Prompt. Transcribe every line from the start of the entries down to and including the line containing "<point>424,207</point>", reproducing each one exactly and leaving out the pictures.

=== The records ===

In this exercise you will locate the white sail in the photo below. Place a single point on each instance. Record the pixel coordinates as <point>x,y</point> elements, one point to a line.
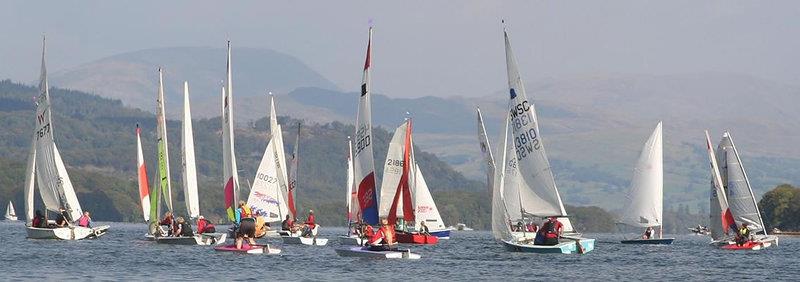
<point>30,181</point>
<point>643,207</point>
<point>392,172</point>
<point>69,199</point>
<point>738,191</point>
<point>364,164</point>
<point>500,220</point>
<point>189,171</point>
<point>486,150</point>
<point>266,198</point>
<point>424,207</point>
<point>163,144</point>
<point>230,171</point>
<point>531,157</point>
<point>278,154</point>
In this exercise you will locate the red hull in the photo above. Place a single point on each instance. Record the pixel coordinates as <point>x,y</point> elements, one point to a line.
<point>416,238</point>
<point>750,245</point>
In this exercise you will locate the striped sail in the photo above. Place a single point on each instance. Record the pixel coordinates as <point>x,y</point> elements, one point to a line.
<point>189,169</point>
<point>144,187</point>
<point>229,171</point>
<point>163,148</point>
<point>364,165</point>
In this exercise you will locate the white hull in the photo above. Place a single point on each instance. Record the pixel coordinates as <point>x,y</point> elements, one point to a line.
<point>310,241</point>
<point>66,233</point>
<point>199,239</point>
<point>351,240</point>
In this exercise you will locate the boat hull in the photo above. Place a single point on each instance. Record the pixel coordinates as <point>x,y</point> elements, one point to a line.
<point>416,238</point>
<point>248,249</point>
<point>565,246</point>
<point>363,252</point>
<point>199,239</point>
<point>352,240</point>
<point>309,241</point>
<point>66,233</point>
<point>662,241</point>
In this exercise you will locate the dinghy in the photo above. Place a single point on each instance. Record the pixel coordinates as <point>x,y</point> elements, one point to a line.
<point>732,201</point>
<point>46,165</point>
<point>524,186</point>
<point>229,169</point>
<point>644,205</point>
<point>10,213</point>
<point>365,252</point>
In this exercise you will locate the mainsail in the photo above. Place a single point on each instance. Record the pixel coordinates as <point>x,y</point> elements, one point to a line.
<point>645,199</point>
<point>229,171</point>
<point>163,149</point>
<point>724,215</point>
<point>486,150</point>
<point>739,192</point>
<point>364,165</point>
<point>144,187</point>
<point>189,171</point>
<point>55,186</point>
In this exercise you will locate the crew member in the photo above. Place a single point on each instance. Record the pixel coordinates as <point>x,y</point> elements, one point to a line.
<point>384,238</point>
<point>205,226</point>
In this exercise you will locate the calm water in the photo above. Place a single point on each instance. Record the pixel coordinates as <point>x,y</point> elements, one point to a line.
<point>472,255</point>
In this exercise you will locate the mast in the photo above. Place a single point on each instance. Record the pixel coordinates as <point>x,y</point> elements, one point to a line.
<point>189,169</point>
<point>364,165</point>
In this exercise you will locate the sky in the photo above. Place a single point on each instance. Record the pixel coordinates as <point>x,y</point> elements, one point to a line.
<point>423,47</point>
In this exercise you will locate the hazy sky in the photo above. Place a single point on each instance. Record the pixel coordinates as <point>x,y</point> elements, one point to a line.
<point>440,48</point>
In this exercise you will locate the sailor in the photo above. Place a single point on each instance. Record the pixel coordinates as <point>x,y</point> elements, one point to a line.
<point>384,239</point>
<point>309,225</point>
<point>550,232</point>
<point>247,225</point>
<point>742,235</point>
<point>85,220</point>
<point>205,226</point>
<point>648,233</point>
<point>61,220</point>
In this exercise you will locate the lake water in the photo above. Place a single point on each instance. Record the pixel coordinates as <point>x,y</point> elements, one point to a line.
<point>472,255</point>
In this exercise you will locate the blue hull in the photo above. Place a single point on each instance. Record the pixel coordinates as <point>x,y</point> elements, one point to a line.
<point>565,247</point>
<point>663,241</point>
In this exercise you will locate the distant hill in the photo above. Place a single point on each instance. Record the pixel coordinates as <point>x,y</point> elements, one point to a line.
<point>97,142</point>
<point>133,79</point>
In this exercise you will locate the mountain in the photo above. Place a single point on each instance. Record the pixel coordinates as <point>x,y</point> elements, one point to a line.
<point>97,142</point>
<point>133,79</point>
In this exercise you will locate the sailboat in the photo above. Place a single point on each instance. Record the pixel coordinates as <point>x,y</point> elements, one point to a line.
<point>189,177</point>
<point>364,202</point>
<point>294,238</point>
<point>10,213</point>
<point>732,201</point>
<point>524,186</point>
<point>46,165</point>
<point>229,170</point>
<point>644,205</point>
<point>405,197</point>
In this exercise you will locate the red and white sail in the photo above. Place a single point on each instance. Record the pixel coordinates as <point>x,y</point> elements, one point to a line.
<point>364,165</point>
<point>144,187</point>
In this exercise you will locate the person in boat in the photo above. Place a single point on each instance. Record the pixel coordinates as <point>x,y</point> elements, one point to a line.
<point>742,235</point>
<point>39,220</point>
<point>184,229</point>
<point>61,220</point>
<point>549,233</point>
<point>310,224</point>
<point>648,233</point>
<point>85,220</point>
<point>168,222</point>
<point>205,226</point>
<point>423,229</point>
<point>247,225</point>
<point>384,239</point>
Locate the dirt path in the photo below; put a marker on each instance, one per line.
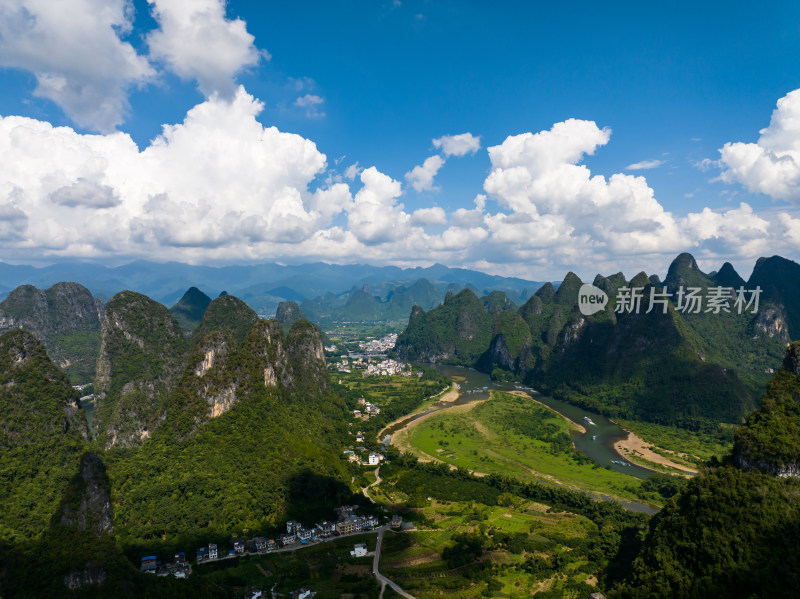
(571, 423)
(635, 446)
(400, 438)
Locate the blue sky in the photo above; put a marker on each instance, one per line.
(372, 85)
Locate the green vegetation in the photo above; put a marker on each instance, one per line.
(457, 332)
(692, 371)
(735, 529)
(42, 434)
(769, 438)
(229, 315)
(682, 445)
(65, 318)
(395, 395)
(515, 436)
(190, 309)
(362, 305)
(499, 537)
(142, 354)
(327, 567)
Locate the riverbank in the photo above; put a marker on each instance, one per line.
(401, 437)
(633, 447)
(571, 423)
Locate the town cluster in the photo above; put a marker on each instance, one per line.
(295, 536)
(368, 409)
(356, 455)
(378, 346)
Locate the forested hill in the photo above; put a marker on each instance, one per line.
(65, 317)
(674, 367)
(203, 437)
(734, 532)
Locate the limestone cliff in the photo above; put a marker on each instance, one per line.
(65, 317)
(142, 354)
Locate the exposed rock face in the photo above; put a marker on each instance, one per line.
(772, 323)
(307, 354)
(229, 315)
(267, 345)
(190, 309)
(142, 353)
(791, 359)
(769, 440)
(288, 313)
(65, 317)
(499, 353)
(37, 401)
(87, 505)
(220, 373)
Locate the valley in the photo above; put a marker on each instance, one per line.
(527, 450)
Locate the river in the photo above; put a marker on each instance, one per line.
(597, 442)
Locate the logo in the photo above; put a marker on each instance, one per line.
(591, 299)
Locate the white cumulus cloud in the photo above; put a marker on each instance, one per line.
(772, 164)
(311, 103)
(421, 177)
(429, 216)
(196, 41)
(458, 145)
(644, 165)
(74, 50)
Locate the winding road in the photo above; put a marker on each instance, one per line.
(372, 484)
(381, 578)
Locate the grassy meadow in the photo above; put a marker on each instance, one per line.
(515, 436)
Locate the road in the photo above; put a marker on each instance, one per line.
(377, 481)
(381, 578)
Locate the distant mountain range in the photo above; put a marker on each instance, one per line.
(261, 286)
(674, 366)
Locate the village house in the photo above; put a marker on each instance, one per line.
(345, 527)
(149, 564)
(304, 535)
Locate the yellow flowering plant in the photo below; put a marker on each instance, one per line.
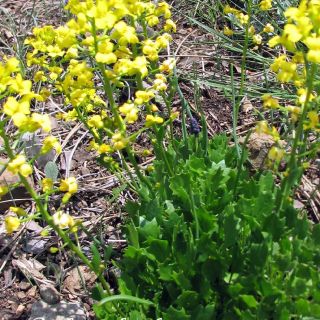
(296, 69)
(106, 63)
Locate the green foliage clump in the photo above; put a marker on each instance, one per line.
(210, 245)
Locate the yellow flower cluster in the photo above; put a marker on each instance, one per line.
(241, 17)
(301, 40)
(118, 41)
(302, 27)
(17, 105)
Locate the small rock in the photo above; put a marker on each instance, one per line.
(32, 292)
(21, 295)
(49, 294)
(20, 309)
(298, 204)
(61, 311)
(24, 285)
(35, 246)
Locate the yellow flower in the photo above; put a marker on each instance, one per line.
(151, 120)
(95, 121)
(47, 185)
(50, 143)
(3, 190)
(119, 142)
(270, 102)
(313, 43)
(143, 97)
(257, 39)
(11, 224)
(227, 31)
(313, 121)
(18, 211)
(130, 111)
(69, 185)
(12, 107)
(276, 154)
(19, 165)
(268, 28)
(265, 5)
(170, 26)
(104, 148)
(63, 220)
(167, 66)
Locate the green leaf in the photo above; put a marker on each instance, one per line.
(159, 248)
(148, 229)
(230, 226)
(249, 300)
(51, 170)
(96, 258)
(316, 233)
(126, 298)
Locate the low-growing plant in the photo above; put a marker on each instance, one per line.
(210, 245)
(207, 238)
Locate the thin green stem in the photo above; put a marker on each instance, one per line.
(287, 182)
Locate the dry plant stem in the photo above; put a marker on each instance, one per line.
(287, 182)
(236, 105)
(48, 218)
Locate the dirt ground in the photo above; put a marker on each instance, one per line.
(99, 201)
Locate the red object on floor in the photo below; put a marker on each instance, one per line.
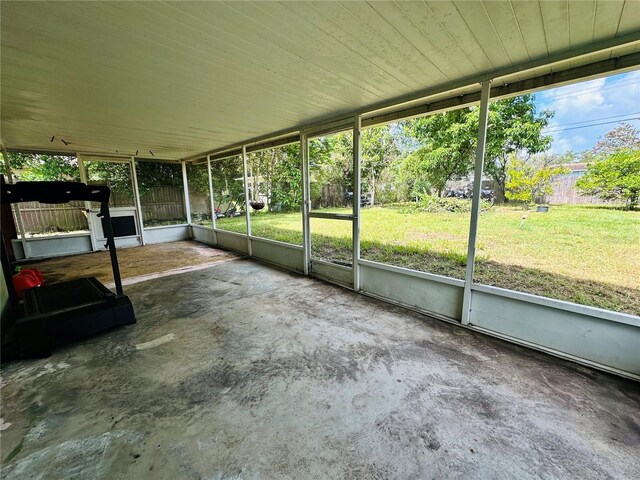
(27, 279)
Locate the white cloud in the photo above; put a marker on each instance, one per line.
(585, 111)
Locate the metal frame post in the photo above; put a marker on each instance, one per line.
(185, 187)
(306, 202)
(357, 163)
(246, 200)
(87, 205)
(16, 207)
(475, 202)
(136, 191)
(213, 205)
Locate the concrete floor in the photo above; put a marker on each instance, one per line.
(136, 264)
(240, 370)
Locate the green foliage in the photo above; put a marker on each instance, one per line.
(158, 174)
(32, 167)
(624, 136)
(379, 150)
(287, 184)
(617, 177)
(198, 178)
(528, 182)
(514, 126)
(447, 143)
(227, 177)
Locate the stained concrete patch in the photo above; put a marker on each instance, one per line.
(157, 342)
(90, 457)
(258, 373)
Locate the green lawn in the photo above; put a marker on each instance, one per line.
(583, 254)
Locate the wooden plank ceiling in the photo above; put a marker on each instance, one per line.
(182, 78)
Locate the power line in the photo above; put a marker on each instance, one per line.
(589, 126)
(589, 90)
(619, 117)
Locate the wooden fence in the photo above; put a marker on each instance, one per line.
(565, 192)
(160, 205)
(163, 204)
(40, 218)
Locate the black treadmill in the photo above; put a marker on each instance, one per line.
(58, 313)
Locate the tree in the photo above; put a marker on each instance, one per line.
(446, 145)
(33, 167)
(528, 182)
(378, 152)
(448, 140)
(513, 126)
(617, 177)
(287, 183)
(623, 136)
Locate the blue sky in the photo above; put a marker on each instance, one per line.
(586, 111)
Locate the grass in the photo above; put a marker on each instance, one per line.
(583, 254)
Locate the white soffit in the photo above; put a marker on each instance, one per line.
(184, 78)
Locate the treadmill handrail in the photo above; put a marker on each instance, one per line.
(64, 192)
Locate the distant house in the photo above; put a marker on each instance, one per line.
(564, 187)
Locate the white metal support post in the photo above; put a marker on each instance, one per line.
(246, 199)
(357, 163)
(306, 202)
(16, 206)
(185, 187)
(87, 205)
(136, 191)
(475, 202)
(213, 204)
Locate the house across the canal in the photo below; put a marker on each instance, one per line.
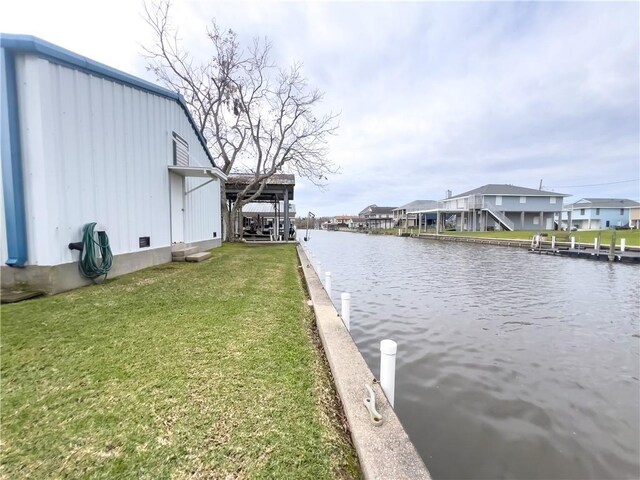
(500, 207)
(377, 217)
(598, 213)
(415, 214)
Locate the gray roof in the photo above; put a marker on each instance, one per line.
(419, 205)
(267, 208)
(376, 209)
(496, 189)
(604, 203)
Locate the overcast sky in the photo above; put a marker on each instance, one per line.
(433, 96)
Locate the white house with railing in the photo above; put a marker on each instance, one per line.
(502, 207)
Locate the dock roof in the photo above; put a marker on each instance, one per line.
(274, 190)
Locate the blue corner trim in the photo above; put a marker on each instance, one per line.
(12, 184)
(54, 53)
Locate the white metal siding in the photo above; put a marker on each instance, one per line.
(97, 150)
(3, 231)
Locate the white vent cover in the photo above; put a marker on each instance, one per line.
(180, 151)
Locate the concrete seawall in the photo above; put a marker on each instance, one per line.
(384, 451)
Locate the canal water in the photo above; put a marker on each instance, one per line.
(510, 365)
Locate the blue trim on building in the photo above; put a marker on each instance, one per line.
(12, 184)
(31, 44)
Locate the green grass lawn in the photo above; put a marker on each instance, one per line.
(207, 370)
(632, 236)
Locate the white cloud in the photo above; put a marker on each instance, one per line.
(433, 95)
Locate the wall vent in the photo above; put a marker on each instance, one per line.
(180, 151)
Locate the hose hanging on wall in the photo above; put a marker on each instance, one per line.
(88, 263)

===

Problem solution.
In this exercise you will locate the white sail in the photo below. Place a single point on each instance. Record the pixel coordinates as <point>x,y</point> elements, one point to a line.
<point>30,181</point>
<point>643,207</point>
<point>392,172</point>
<point>69,199</point>
<point>738,191</point>
<point>364,164</point>
<point>500,220</point>
<point>189,171</point>
<point>486,150</point>
<point>266,198</point>
<point>424,207</point>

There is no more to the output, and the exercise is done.